- Given task: Could you switch "slate" to "marble" in the listing's lines, starting with the first line and going on through the line with "[[358, 137]]", and give those lines again with nothing else changed? Leave the pictures out of your answer.
=== Available data ===
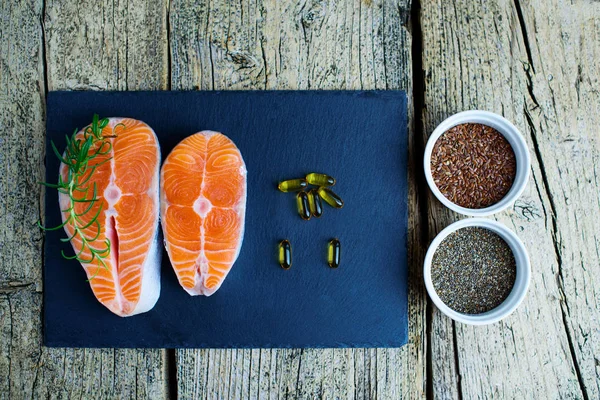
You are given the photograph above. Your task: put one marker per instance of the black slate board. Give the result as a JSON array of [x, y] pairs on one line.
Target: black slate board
[[358, 137]]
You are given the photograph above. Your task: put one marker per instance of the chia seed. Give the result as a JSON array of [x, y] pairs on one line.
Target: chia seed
[[473, 270]]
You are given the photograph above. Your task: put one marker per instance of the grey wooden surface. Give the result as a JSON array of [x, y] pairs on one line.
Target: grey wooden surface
[[536, 62]]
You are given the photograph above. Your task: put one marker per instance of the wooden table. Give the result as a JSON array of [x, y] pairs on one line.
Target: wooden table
[[534, 61]]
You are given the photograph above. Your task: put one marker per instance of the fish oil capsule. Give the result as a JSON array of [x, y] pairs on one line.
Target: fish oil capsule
[[292, 185], [333, 253], [314, 203], [330, 198], [320, 179], [285, 254], [303, 206]]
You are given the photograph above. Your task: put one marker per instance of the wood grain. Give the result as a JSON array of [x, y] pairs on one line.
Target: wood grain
[[88, 45], [531, 62], [301, 45], [21, 160]]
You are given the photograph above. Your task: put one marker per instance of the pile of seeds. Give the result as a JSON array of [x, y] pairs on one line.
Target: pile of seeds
[[308, 201], [473, 165], [473, 270]]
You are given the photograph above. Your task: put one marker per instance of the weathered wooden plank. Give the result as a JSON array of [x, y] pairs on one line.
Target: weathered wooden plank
[[301, 45], [90, 45], [530, 61], [21, 158]]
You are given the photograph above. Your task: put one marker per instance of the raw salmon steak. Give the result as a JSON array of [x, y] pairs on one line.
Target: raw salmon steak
[[127, 193], [203, 206]]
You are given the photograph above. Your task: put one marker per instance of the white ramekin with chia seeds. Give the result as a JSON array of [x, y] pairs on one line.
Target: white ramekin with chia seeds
[[476, 163], [521, 276]]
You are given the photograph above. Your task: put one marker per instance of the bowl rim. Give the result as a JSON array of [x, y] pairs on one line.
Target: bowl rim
[[510, 132], [522, 280]]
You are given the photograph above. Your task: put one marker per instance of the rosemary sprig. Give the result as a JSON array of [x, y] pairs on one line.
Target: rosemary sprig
[[77, 157]]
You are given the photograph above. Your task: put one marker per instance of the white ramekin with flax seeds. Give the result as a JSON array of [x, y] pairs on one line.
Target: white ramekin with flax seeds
[[477, 163]]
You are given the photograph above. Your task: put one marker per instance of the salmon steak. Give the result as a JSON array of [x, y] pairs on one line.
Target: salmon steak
[[203, 206], [126, 212]]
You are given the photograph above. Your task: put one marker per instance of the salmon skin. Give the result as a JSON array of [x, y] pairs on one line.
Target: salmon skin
[[127, 205], [203, 206]]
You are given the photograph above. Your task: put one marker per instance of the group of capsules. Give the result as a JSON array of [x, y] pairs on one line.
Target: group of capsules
[[309, 202], [334, 250]]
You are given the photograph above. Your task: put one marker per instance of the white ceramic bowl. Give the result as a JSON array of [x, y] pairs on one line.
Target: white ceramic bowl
[[512, 135], [518, 291]]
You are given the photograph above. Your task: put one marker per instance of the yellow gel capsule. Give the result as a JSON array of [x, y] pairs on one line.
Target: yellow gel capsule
[[292, 185], [320, 179], [314, 203], [330, 198], [285, 254], [303, 207], [333, 253]]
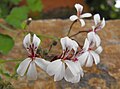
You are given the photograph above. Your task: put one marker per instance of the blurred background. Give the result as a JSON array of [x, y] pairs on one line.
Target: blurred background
[[14, 12]]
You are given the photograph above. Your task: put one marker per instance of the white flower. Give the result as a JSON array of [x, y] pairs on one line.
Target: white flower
[[68, 44], [29, 64], [64, 67], [117, 5], [88, 55], [79, 15], [92, 36]]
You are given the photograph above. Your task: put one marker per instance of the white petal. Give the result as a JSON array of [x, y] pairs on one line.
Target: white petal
[[103, 23], [53, 67], [75, 45], [82, 58], [42, 63], [99, 50], [90, 36], [73, 68], [73, 17], [32, 72], [97, 40], [68, 75], [23, 66], [85, 15], [96, 57], [82, 22], [77, 63], [79, 7], [66, 43], [36, 41], [89, 62], [27, 40], [97, 19], [75, 79], [60, 73], [86, 45]]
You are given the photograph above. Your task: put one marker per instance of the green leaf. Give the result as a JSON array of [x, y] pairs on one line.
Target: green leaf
[[15, 1], [34, 5], [6, 43], [17, 16]]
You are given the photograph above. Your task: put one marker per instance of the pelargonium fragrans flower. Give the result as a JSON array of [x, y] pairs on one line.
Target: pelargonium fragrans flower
[[29, 64], [117, 5], [92, 35], [88, 55], [66, 66], [79, 15]]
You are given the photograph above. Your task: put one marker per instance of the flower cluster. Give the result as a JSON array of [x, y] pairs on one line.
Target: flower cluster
[[69, 63]]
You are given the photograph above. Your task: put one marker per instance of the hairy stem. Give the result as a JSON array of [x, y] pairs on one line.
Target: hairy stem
[[71, 27], [5, 61]]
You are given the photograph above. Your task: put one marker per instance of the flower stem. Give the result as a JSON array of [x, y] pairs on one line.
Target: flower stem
[[71, 27], [5, 27], [78, 33], [5, 61]]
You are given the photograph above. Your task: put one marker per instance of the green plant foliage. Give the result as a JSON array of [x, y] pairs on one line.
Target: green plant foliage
[[105, 8], [34, 5], [17, 16], [6, 43], [14, 1]]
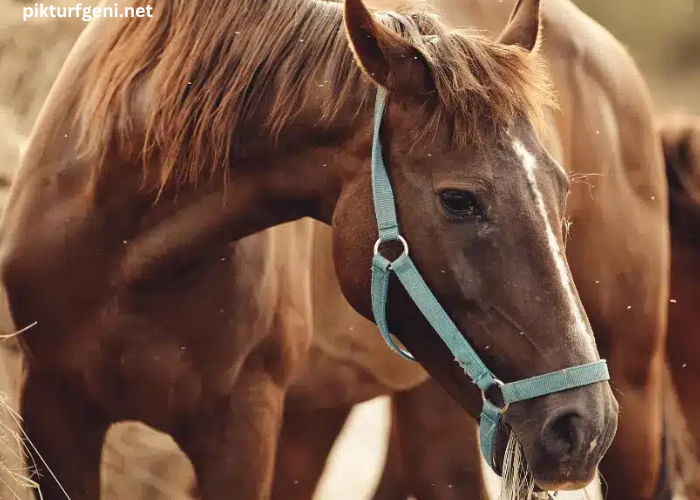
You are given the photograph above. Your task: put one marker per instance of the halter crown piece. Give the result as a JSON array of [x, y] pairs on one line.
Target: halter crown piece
[[410, 278]]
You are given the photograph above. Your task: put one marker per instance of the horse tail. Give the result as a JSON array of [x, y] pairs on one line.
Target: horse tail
[[680, 138]]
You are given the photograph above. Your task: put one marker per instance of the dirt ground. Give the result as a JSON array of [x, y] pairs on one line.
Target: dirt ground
[[138, 465]]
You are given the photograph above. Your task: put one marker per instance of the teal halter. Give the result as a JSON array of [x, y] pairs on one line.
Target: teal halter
[[421, 295]]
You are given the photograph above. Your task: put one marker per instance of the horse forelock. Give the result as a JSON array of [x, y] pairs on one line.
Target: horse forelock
[[213, 62]]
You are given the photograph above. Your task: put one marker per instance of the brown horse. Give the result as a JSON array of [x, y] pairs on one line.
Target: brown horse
[[166, 140], [680, 136], [618, 252]]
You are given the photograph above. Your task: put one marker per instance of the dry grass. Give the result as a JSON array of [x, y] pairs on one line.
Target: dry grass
[[140, 464]]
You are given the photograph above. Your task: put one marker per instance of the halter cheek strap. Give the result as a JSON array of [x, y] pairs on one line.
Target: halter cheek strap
[[418, 290]]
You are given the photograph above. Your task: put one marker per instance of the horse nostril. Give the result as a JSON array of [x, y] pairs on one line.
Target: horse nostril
[[563, 434]]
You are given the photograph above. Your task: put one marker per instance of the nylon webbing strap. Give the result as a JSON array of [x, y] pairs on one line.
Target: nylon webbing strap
[[431, 309]]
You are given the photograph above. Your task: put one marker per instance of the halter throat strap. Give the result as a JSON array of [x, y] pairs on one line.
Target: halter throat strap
[[420, 293]]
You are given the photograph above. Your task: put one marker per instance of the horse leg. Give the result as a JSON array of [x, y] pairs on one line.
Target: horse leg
[[232, 440], [392, 483], [64, 438], [305, 442], [435, 440]]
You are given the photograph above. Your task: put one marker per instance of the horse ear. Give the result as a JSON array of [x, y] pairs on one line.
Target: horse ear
[[523, 27], [385, 57], [681, 145]]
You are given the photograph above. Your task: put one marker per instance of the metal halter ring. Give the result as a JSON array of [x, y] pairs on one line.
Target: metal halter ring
[[500, 385], [398, 237]]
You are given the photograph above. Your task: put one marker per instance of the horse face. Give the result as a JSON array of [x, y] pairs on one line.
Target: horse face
[[484, 225]]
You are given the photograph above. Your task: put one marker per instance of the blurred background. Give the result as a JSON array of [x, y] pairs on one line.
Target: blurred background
[[663, 36]]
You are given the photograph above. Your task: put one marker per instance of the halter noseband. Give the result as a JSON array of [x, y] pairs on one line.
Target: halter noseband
[[418, 290]]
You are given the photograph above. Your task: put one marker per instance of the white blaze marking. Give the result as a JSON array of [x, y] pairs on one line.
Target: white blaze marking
[[530, 164]]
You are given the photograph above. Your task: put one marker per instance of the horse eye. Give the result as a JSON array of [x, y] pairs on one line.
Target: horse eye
[[461, 203]]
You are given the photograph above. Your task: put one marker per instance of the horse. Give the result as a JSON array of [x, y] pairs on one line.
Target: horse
[[605, 136], [680, 137], [165, 140]]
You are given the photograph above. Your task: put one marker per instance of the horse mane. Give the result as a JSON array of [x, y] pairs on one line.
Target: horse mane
[[212, 63]]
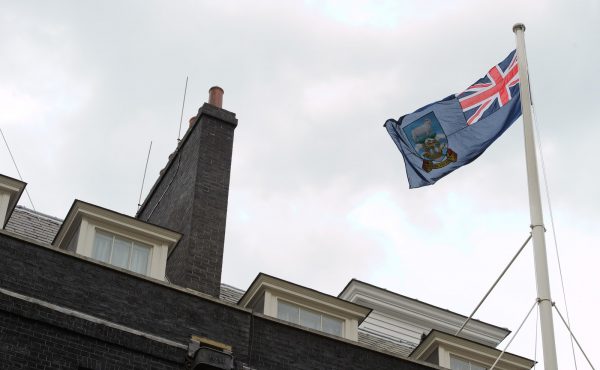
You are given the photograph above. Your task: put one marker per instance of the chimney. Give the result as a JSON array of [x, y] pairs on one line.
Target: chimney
[[191, 195]]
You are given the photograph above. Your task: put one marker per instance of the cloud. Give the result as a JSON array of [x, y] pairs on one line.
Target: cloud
[[318, 191]]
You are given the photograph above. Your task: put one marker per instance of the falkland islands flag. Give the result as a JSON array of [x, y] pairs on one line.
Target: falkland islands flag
[[445, 135]]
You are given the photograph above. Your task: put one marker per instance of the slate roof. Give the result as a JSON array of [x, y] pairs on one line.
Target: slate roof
[[385, 345], [42, 229], [33, 225], [230, 294]]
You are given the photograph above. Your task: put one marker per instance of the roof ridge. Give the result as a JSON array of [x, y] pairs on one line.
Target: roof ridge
[[39, 214], [232, 287]]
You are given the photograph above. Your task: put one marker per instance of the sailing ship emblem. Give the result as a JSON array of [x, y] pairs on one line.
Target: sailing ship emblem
[[429, 141]]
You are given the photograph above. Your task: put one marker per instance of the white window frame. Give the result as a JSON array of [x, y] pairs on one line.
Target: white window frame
[[158, 252], [132, 244], [78, 230], [467, 360], [272, 296]]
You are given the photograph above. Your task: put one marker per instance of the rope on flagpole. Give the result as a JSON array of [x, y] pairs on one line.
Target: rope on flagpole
[[514, 336], [537, 321], [573, 336], [493, 285], [547, 189]]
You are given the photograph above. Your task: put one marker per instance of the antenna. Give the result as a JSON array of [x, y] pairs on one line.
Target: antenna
[[17, 168], [144, 178], [182, 106]]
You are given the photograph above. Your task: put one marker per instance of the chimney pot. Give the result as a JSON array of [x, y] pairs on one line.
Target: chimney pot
[[215, 96], [192, 121]]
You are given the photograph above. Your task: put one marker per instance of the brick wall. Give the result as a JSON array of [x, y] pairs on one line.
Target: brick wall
[[30, 333], [191, 198]]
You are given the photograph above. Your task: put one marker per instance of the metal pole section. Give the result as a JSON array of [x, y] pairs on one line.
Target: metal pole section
[[535, 210]]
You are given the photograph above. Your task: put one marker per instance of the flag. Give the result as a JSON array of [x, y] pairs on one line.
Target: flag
[[445, 135]]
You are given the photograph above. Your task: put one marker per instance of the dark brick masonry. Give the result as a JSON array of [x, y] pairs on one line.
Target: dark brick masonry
[[34, 336], [191, 198]]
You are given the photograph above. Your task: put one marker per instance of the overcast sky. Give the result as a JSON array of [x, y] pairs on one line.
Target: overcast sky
[[318, 190]]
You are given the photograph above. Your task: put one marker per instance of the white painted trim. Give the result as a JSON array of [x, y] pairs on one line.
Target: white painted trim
[[87, 218], [93, 319], [12, 188], [450, 345], [272, 290], [4, 201], [420, 313]]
===
- Exercise solution:
You are given the photograph above. Your task: put one marker per instance of the black marble board. Give the result as a JSON array of [x, y] pairs on one line.
Target: black marble board
[[358, 137]]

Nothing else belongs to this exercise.